• YOUR GOAL
Only one number is wanted here: how many lines of the data hold "negative".

(Stored records)
-.-.-

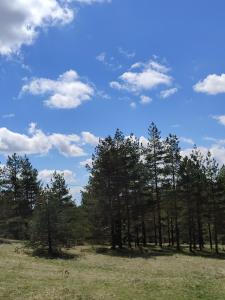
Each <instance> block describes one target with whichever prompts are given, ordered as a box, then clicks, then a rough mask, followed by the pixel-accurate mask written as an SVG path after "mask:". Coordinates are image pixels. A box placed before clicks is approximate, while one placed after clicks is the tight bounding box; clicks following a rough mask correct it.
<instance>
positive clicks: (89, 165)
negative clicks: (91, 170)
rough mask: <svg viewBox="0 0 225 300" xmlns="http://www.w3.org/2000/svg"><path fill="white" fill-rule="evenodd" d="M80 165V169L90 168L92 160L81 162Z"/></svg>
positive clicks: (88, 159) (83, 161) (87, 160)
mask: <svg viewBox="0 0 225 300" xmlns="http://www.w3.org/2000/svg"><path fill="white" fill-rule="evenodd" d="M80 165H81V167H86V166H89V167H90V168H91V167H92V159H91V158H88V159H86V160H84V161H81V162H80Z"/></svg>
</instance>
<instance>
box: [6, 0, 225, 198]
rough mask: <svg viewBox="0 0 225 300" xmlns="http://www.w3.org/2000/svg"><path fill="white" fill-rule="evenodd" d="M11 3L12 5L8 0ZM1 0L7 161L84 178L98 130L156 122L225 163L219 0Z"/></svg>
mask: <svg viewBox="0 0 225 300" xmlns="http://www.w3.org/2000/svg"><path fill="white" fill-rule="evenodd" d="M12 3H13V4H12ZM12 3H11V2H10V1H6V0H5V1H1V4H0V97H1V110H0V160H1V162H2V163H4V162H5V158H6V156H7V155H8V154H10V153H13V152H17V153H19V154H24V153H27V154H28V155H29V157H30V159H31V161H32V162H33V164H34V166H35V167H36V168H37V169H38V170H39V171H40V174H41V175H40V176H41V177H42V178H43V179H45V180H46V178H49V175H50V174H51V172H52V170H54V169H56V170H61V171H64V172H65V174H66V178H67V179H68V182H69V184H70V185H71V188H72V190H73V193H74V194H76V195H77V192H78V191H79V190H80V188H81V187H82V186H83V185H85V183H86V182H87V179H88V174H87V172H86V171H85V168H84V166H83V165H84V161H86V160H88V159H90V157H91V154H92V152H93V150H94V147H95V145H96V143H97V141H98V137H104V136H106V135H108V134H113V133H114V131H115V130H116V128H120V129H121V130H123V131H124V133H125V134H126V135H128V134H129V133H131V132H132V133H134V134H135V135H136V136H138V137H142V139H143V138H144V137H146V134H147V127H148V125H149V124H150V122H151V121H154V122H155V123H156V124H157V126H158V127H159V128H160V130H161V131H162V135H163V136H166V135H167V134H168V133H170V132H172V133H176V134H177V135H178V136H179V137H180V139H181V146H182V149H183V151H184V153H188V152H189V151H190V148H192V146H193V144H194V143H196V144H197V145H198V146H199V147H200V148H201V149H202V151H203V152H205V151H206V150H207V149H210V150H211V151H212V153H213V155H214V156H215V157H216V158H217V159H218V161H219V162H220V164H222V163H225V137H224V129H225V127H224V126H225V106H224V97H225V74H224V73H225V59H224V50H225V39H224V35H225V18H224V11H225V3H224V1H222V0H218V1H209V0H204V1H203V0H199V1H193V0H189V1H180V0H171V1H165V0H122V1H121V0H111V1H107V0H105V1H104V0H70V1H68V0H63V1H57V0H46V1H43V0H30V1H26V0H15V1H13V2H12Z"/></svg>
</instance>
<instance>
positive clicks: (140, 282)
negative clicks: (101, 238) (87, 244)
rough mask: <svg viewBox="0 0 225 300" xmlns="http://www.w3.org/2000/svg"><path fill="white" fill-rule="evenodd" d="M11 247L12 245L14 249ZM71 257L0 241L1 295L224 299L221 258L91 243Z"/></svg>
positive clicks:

-.-.-

• TASK SOLUTION
2